Dataset rows showing where objects appear:

★ ★ ★

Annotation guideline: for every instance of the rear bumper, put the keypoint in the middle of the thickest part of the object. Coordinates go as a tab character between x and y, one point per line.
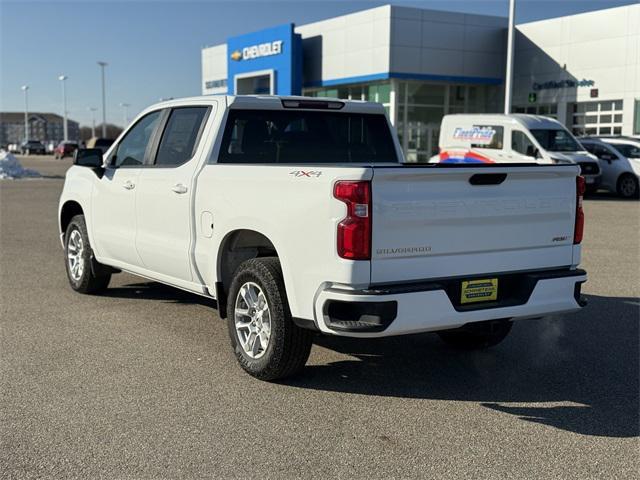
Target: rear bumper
383	311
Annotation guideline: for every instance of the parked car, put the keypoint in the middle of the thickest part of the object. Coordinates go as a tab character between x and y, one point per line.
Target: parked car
102	143
298	215
32	147
65	149
516	138
620	163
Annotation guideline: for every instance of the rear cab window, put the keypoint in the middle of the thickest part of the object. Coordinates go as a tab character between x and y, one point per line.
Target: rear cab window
303	136
180	136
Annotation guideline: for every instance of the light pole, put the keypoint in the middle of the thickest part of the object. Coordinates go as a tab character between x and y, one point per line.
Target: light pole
104	102
125	106
25	89
93	121
62	78
509	73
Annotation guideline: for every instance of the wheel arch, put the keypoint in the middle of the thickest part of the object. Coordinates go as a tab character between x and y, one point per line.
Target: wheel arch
69	209
238	246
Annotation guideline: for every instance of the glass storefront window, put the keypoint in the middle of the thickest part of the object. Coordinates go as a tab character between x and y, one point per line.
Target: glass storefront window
425	94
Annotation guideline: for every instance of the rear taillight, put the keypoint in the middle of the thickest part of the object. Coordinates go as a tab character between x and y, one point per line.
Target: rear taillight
579	229
354	231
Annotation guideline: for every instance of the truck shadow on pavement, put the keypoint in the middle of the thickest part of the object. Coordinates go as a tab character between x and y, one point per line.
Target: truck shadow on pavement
578	373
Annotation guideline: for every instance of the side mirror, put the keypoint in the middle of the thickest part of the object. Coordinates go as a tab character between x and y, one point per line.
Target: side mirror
533	152
88	157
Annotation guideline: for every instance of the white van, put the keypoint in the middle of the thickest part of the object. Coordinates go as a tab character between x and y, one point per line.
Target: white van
517	138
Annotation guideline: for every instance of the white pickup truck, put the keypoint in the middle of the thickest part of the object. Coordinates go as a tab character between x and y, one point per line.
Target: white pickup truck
297	215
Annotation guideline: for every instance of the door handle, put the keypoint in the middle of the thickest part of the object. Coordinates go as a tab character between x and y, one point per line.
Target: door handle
179	188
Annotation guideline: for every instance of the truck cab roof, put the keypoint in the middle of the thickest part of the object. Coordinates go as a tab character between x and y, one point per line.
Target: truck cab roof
277	102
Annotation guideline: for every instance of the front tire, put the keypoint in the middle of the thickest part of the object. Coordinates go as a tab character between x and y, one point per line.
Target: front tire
477	336
628	186
80	264
266	342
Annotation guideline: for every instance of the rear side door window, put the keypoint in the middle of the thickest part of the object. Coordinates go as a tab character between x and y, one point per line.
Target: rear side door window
522	144
180	137
133	147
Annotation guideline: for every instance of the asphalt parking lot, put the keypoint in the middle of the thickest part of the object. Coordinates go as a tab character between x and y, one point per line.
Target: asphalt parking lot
141	382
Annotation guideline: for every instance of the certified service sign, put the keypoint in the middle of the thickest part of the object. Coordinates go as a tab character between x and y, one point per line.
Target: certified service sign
257	51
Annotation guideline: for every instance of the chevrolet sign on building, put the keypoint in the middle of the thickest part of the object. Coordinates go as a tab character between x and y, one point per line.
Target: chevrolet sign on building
256	51
423	64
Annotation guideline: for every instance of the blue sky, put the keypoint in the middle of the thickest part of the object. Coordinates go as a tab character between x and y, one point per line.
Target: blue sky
153	47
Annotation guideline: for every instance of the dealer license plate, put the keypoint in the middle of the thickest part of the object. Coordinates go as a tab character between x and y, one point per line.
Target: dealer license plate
484	290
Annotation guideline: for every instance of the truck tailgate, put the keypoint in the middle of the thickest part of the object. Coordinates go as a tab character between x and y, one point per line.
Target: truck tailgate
434	222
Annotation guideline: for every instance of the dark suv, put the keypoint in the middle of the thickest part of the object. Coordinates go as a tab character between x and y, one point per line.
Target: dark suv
65	149
31	147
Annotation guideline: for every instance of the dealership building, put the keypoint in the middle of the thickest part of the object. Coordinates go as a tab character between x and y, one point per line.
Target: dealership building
421	64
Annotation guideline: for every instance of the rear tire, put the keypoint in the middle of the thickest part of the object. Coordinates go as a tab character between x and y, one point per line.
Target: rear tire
627	186
81	267
476	336
266	342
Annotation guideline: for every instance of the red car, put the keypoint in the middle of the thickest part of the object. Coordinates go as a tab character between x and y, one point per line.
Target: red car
65	149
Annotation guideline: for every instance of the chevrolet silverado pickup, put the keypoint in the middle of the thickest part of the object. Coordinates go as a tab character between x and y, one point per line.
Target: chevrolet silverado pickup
298	216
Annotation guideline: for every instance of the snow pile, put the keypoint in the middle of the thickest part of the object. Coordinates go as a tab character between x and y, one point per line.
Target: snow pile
10	167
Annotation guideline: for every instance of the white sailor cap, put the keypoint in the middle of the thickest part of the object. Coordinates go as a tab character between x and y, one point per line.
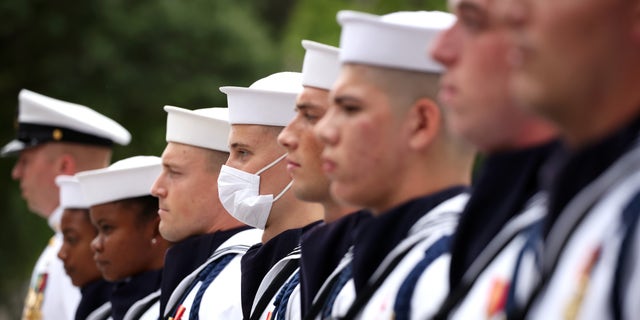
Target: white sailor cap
321	65
70	194
206	128
269	101
125	179
397	40
42	119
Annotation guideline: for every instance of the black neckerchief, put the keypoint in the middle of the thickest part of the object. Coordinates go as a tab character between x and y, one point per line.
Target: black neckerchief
260	258
94	295
131	290
506	181
376	237
188	255
322	249
580	167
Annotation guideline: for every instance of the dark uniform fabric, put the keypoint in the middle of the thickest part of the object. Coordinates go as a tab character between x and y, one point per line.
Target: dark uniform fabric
375	238
94	295
322	249
129	291
260	258
506	181
188	255
581	167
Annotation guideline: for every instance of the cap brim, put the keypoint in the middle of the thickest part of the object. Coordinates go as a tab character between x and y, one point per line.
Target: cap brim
12	148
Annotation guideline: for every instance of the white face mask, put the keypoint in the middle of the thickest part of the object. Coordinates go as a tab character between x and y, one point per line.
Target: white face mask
239	194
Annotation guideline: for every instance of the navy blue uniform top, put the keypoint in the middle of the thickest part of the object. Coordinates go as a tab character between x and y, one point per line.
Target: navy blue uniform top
504	184
322	249
131	290
578	168
94	295
186	256
376	237
260	258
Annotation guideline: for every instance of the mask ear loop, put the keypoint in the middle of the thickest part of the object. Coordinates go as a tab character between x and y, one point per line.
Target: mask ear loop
283	191
271	164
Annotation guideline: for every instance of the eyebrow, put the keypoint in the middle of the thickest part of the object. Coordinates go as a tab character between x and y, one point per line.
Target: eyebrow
470	7
236	145
306	106
345	99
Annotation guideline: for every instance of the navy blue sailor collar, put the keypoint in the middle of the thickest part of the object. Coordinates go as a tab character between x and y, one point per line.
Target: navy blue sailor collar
186	256
376	237
504	184
322	249
94	295
131	290
260	258
572	170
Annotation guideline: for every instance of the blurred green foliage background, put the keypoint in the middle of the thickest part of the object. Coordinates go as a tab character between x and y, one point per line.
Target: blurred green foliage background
127	59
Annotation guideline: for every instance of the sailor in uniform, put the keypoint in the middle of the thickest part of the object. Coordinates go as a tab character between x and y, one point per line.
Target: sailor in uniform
128	248
202	268
253	188
76	253
387	149
323	247
55	137
507	200
582	77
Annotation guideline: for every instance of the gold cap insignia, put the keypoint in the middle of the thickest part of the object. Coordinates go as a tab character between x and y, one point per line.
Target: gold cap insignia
57	134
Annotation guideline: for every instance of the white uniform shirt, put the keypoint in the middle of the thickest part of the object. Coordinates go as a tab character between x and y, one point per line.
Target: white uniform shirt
438	222
292	310
580	286
221	300
51	295
493	268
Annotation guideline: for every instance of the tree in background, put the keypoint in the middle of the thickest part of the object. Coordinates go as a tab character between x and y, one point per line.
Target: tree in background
127	59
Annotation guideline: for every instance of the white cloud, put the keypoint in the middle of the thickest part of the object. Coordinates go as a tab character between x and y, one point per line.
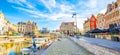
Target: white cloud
92	3
49	4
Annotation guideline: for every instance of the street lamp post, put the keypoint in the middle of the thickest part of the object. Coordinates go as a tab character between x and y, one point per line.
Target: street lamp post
75	16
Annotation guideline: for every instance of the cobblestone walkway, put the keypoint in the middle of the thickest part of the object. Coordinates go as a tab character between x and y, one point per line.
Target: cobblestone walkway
67	47
103	42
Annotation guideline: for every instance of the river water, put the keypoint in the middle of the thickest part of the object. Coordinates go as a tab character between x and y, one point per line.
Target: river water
13	48
66	47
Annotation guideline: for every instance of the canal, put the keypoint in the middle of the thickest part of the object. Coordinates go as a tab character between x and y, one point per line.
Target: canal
13	48
65	46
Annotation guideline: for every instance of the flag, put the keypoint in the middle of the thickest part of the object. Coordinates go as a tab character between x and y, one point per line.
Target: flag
74	14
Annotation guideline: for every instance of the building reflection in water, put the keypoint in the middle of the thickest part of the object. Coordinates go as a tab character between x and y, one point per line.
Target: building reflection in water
13	48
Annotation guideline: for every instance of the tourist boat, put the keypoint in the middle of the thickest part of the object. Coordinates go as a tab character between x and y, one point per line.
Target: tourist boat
26	51
47	45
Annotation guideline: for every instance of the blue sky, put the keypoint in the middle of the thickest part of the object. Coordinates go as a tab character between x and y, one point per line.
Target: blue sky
50	13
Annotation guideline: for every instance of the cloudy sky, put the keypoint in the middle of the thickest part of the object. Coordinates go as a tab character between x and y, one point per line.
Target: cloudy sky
50	13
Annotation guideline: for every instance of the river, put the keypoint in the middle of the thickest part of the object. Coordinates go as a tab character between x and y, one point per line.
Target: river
13	48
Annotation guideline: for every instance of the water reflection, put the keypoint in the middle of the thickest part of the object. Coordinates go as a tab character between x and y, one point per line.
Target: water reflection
13	48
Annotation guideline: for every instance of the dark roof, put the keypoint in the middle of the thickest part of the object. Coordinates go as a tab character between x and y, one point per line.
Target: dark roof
21	23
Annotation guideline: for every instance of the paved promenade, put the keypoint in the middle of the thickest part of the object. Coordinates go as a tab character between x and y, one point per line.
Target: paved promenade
102	42
66	47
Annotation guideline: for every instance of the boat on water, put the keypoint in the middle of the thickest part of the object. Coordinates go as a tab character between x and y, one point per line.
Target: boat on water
26	50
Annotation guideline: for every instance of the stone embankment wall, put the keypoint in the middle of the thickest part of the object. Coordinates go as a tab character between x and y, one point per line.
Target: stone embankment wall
96	49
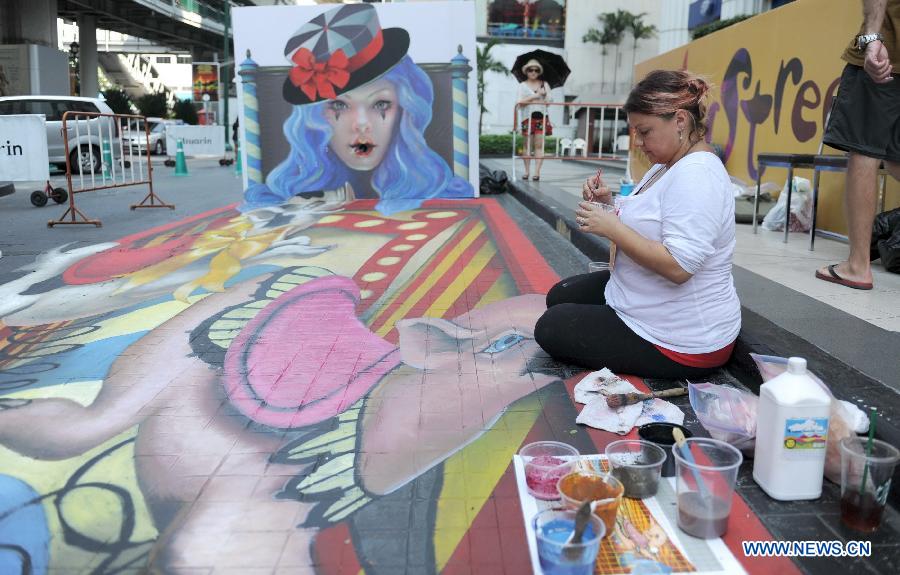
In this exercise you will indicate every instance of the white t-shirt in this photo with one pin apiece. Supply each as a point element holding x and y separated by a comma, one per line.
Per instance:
<point>526,92</point>
<point>690,210</point>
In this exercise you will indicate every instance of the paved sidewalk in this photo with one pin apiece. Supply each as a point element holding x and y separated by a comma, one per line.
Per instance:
<point>306,389</point>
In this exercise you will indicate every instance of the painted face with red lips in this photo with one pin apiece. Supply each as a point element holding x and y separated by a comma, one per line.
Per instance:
<point>363,121</point>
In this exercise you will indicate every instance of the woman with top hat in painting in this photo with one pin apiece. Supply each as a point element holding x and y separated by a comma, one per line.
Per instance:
<point>361,107</point>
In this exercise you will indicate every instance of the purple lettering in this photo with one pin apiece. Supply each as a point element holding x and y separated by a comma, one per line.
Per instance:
<point>794,69</point>
<point>804,130</point>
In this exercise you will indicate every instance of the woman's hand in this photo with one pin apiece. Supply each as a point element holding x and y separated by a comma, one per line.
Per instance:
<point>594,190</point>
<point>595,219</point>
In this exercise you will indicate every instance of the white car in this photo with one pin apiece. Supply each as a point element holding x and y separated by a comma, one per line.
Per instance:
<point>85,142</point>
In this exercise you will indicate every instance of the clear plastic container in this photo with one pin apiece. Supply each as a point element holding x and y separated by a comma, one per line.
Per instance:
<point>545,462</point>
<point>637,464</point>
<point>552,529</point>
<point>705,477</point>
<point>578,487</point>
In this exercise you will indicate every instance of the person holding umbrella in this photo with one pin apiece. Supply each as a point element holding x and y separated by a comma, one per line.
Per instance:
<point>538,72</point>
<point>534,91</point>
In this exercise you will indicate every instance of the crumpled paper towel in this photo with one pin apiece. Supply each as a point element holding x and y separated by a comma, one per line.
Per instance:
<point>592,391</point>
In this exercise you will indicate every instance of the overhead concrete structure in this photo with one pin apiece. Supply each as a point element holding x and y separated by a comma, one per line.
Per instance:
<point>162,22</point>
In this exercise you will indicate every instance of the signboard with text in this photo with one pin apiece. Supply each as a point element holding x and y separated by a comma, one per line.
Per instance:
<point>197,140</point>
<point>205,82</point>
<point>23,148</point>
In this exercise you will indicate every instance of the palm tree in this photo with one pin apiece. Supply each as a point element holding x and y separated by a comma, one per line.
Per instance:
<point>486,63</point>
<point>639,31</point>
<point>603,38</point>
<point>615,24</point>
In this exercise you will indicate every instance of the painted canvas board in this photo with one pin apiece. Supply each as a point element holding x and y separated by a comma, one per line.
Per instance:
<point>357,102</point>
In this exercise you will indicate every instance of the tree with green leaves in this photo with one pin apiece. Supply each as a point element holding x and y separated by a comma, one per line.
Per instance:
<point>486,63</point>
<point>118,101</point>
<point>615,23</point>
<point>611,32</point>
<point>185,111</point>
<point>639,31</point>
<point>604,38</point>
<point>153,105</point>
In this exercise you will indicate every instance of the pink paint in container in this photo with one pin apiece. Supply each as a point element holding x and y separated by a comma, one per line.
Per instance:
<point>545,462</point>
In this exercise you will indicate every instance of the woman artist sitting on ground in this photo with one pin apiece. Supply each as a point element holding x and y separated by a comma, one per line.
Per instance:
<point>669,308</point>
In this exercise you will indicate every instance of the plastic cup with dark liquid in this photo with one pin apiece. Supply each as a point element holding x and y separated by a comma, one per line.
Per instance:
<point>705,486</point>
<point>865,482</point>
<point>660,433</point>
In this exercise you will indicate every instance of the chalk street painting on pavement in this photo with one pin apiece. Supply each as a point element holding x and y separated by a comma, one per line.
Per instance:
<point>306,384</point>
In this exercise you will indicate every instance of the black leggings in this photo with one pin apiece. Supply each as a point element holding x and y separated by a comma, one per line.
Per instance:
<point>578,327</point>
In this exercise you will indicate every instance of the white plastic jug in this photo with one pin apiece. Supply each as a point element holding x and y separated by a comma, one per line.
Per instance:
<point>791,434</point>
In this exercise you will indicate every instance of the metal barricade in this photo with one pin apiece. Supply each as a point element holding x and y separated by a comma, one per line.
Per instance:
<point>582,143</point>
<point>104,147</point>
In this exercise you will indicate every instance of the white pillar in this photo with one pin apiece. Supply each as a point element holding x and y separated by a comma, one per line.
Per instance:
<point>673,23</point>
<point>732,8</point>
<point>87,55</point>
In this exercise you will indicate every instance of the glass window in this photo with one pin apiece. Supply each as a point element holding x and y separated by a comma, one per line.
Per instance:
<point>527,18</point>
<point>12,107</point>
<point>45,107</point>
<point>79,106</point>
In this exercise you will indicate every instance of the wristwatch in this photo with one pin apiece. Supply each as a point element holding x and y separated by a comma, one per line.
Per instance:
<point>864,40</point>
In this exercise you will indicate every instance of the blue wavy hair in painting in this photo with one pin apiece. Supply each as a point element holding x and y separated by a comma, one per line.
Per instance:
<point>410,172</point>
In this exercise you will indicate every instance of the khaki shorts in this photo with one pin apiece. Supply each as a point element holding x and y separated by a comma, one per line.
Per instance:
<point>865,118</point>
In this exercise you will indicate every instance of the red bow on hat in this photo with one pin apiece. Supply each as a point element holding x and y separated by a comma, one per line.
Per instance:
<point>322,77</point>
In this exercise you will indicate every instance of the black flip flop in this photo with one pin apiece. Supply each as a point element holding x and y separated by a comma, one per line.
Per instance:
<point>836,279</point>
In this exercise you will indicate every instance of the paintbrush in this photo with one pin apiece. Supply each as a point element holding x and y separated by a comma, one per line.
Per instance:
<point>622,399</point>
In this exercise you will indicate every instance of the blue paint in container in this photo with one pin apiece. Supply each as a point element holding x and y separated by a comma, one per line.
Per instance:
<point>552,529</point>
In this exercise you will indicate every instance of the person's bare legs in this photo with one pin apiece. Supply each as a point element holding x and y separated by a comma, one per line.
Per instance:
<point>539,154</point>
<point>893,169</point>
<point>859,200</point>
<point>526,156</point>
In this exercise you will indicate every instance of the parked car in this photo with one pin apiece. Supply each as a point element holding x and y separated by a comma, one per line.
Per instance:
<point>85,142</point>
<point>157,135</point>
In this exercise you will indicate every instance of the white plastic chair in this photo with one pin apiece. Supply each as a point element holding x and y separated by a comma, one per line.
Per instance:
<point>579,144</point>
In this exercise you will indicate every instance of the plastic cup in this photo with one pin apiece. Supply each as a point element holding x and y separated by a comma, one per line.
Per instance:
<point>637,465</point>
<point>863,500</point>
<point>598,267</point>
<point>552,528</point>
<point>610,208</point>
<point>544,465</point>
<point>661,434</point>
<point>578,487</point>
<point>705,486</point>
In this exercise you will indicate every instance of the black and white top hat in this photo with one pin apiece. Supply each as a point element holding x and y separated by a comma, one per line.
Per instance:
<point>339,50</point>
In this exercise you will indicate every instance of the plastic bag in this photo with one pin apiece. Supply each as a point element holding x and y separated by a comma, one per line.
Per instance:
<point>840,421</point>
<point>727,413</point>
<point>801,208</point>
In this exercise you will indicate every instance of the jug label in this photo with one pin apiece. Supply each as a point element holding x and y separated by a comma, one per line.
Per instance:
<point>805,433</point>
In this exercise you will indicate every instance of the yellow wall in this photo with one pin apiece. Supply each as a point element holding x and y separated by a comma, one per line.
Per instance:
<point>781,68</point>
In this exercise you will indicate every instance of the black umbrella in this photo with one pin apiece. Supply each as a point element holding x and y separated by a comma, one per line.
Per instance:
<point>555,68</point>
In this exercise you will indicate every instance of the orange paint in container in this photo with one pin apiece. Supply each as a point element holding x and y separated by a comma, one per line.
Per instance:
<point>578,487</point>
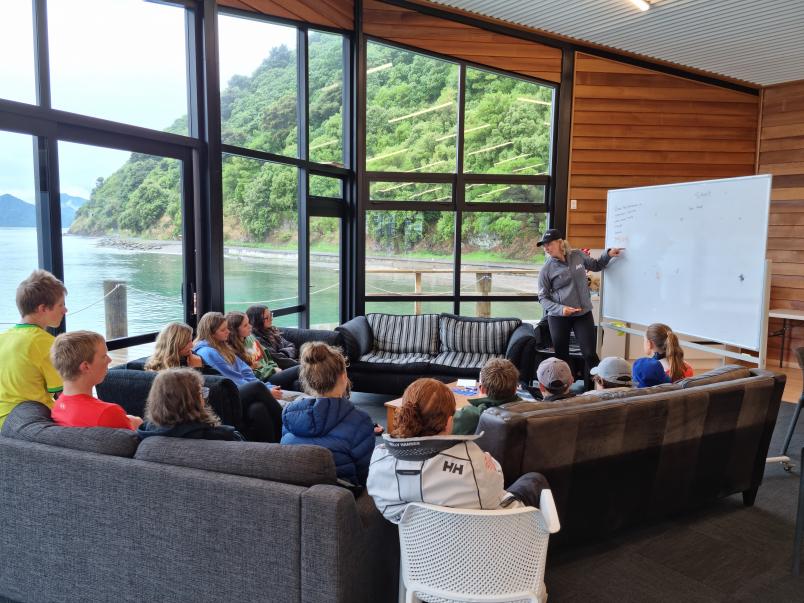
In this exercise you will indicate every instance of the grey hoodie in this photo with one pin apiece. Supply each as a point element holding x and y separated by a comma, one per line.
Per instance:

★ ★ ★

== Exercise task ==
Copy the material word for word, starting at the line that contains "In this exercise you will indicate every instance of the yellow" and continuing through the last line of the material, with both ends included. Omit the pictures.

== Correct response ==
In this exercise you will indicate every instance of the yellow wall in this photo with one pin apiece. Supply each as a point element holding x and y separated by a comma, one per line.
Per instance:
<point>781,68</point>
In this exercise you will indicate every instance of the black umbrella in this photo with one pin apiece. Supply each as a point element holding x and y separated by a comma, one per line.
Per instance:
<point>555,68</point>
In this exercise you will indicate every instance of the orange paint in container in this photo with one pin apiece. Supply each as a point element holding x and y separated by a comma, one per line.
Per instance:
<point>578,487</point>
In this exercise you will indicate every instance of the grey hoodie in this photo with one pin apiece. Supply each as a point element holding x and y separated by a comma, one per line.
Per instance:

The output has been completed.